— BEGIN Page excerpt —
Trend trading starts with developing an understanding of market behavior and the ability to use technical analysis tools. The best forex brokers provide a range of tools and features (such as trading signals or automated candlestick patterns) to aid trend identification. All that said, the most straightforward method for identifying trends and future potential price continuations in the forex market is through the observation of historical price movements within charts.

Defining forex pricing trends

If prices are consistently reaching higher highs and higher lows, the market is in an uptrend. Conversely, lower lows and lower highs signify a downtrend. Sideways moving prices indicate a range-bound or flat market. It’s important to note that trends can be short lived and change suddenly, especially across time-frames, and there can be concurrent trends that overlap.

How do you know a trend is over?

A trend is considered over when its prevailing pattern breaks (though false-breakouts are possible). The change in trend direction is usually identified through technical patterns such as double-tops or double-bottoms, through indicators like the moving average crossover, or when there is a substantial shift in market fundamentals that affects currency prices. Key economic indicators, market sentiment, and geopolitical events can all play critical roles in trend reversals.
— END Page excerpt —
* _Challenge 1_: Rewrite the listing from its first line through the line containing "top-left (625, 153), bottom-right (827, 319)", swapping "green tree" for "pine tree" and changing nothing else. Omit the pictures from your answer.
— BEGIN Input data —
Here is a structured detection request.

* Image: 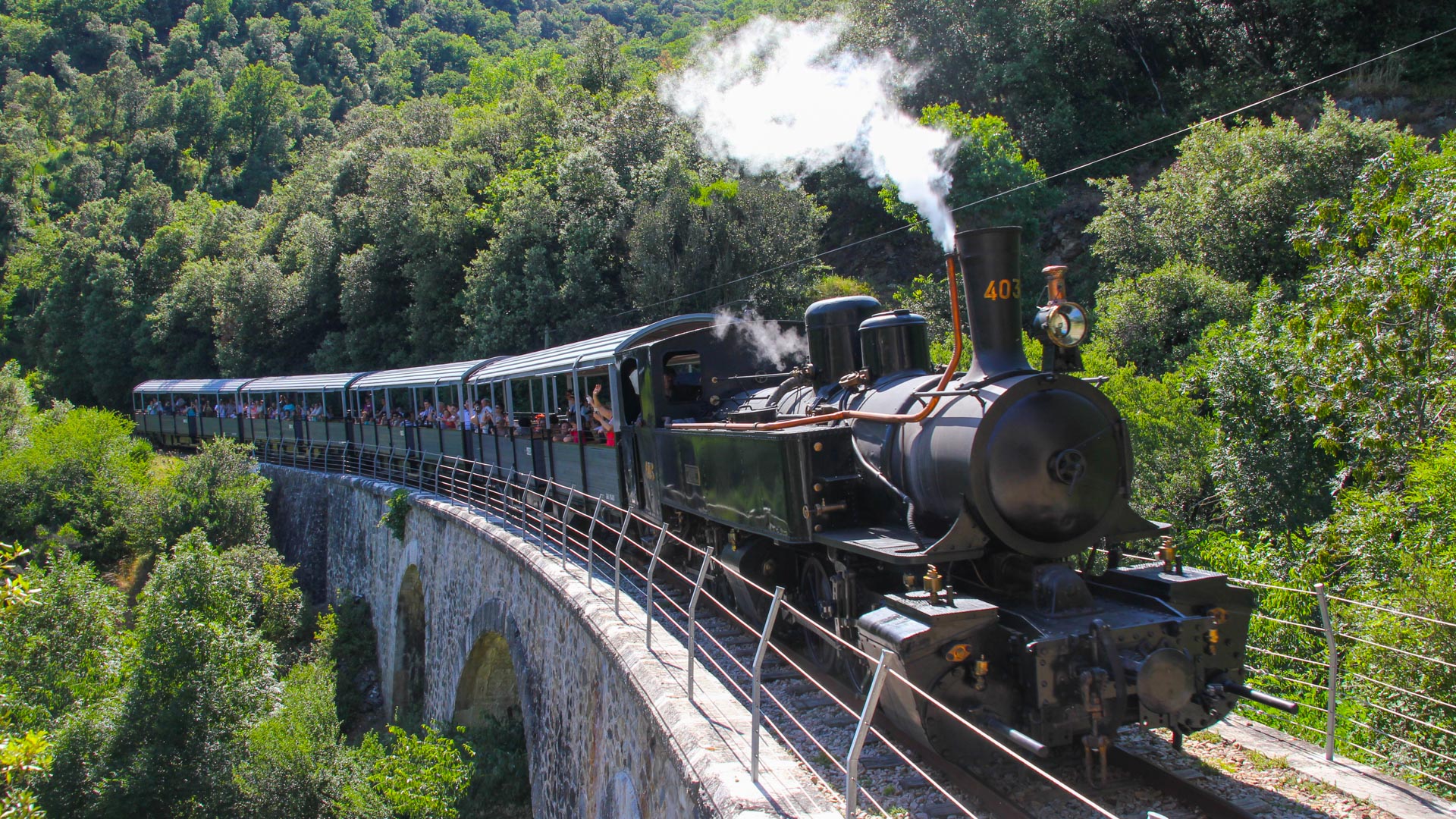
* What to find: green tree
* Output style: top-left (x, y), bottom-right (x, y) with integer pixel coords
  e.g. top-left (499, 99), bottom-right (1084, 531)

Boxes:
top-left (79, 536), bottom-right (277, 816)
top-left (1097, 261), bottom-right (1254, 376)
top-left (0, 408), bottom-right (152, 566)
top-left (1185, 286), bottom-right (1338, 539)
top-left (625, 153), bottom-right (827, 319)
top-left (221, 63), bottom-right (299, 202)
top-left (1290, 134), bottom-right (1456, 482)
top-left (1087, 98), bottom-right (1398, 286)
top-left (155, 438), bottom-right (269, 549)
top-left (1081, 347), bottom-right (1217, 528)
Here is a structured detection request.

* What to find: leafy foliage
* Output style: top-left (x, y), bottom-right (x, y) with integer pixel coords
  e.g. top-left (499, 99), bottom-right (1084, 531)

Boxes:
top-left (1291, 134), bottom-right (1456, 482)
top-left (1087, 98), bottom-right (1396, 286)
top-left (378, 488), bottom-right (410, 541)
top-left (1097, 261), bottom-right (1254, 376)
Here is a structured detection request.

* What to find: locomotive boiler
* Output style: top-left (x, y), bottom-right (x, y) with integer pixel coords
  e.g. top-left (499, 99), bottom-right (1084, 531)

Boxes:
top-left (635, 228), bottom-right (1293, 765)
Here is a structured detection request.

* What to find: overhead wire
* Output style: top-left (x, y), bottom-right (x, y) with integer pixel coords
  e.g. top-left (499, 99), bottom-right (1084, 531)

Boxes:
top-left (611, 27), bottom-right (1456, 318)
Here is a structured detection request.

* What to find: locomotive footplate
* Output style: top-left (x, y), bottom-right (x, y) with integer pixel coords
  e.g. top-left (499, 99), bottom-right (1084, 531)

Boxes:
top-left (859, 592), bottom-right (1005, 751)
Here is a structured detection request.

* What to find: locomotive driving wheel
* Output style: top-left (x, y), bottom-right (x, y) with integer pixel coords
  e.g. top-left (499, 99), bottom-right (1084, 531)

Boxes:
top-left (799, 557), bottom-right (839, 670)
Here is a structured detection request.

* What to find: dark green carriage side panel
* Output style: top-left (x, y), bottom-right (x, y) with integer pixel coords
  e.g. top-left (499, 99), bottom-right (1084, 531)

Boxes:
top-left (587, 443), bottom-right (625, 506)
top-left (551, 441), bottom-right (585, 493)
top-left (657, 427), bottom-right (853, 542)
top-left (440, 430), bottom-right (467, 457)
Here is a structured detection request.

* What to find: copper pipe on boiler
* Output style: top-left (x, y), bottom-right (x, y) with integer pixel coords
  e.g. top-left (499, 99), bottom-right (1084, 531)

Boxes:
top-left (673, 253), bottom-right (961, 431)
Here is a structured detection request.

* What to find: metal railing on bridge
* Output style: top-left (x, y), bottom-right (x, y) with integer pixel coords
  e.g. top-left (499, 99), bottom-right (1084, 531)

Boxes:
top-left (255, 440), bottom-right (1117, 819)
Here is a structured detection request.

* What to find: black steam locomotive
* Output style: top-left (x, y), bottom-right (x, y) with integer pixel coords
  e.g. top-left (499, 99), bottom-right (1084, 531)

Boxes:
top-left (136, 221), bottom-right (1291, 759)
top-left (629, 228), bottom-right (1284, 758)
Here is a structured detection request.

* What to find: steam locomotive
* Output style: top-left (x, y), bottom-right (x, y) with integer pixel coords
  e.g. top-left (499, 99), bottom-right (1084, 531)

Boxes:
top-left (136, 221), bottom-right (1293, 764)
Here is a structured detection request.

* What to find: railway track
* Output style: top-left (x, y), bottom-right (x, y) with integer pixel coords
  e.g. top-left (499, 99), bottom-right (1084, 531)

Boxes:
top-left (633, 536), bottom-right (1275, 819)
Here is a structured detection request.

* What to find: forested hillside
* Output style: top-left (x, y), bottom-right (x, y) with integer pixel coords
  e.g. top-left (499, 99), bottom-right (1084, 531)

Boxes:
top-left (0, 0), bottom-right (1456, 799)
top-left (0, 364), bottom-right (530, 819)
top-left (0, 0), bottom-right (1453, 406)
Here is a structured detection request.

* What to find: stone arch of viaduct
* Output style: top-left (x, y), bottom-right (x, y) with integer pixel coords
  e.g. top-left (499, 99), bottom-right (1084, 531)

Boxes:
top-left (261, 465), bottom-right (834, 819)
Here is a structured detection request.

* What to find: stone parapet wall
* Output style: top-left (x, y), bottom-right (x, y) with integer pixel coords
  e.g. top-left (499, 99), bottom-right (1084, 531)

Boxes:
top-left (261, 465), bottom-right (834, 819)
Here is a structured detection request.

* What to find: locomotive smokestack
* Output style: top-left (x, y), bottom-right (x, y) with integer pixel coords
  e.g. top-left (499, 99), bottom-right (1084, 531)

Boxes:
top-left (956, 228), bottom-right (1031, 381)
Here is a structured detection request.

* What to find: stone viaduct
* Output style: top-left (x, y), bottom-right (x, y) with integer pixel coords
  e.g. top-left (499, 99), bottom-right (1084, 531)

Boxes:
top-left (261, 465), bottom-right (843, 819)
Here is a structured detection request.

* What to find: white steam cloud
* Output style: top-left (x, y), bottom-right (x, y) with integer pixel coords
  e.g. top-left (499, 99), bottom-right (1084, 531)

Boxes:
top-left (714, 310), bottom-right (810, 370)
top-left (658, 17), bottom-right (956, 251)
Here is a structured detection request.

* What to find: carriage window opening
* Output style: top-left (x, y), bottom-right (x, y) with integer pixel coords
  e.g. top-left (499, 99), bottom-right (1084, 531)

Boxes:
top-left (663, 351), bottom-right (703, 403)
top-left (617, 357), bottom-right (642, 425)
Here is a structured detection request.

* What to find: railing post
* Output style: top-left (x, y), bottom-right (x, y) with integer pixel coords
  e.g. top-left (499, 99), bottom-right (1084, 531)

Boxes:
top-left (611, 512), bottom-right (632, 620)
top-left (646, 523), bottom-right (667, 651)
top-left (1315, 583), bottom-right (1339, 761)
top-left (748, 586), bottom-right (783, 784)
top-left (560, 487), bottom-right (576, 571)
top-left (687, 547), bottom-right (714, 702)
top-left (845, 648), bottom-right (890, 819)
top-left (536, 485), bottom-right (551, 554)
top-left (587, 495), bottom-right (601, 592)
top-left (500, 468), bottom-right (526, 524)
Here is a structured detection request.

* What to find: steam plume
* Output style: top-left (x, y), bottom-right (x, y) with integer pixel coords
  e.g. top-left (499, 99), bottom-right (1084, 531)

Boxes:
top-left (714, 309), bottom-right (810, 370)
top-left (658, 17), bottom-right (956, 244)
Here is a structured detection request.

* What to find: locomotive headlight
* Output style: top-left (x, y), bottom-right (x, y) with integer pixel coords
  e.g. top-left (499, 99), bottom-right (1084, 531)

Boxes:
top-left (1037, 302), bottom-right (1092, 347)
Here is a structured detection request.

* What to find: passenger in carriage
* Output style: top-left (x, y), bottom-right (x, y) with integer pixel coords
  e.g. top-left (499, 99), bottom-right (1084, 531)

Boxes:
top-left (592, 383), bottom-right (617, 446)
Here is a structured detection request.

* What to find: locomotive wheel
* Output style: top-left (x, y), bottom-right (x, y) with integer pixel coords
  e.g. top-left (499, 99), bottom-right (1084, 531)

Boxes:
top-left (799, 557), bottom-right (839, 670)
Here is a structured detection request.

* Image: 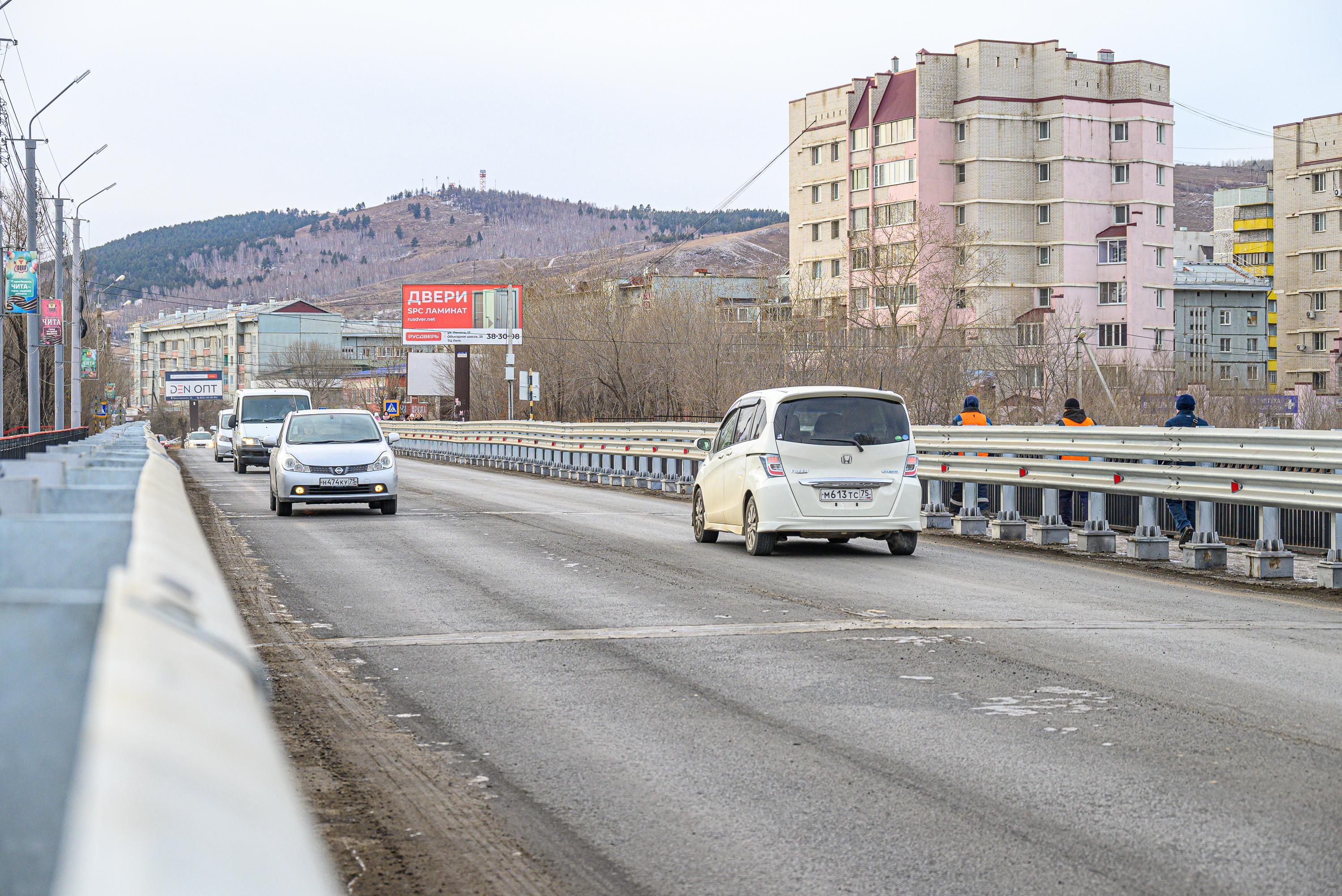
— END Input data —
* _Challenge 2_: In the passage on forex trends, what do lower lows and lower highs signify?

* _Written solution 1_:
Here is a structured detection request.

* Image: 
* What to find: pine tree
* Output style: top-left (x, y), bottom-right (x, y) with integer pixel coords
  e.g. top-left (499, 99), bottom-right (1084, 531)

Boxes:
top-left (79, 536), bottom-right (277, 816)
top-left (1097, 261), bottom-right (1254, 376)
top-left (0, 408), bottom-right (152, 566)
top-left (1185, 286), bottom-right (1338, 539)
top-left (625, 153), bottom-right (827, 319)

* _Written solution 2_: A downtrend.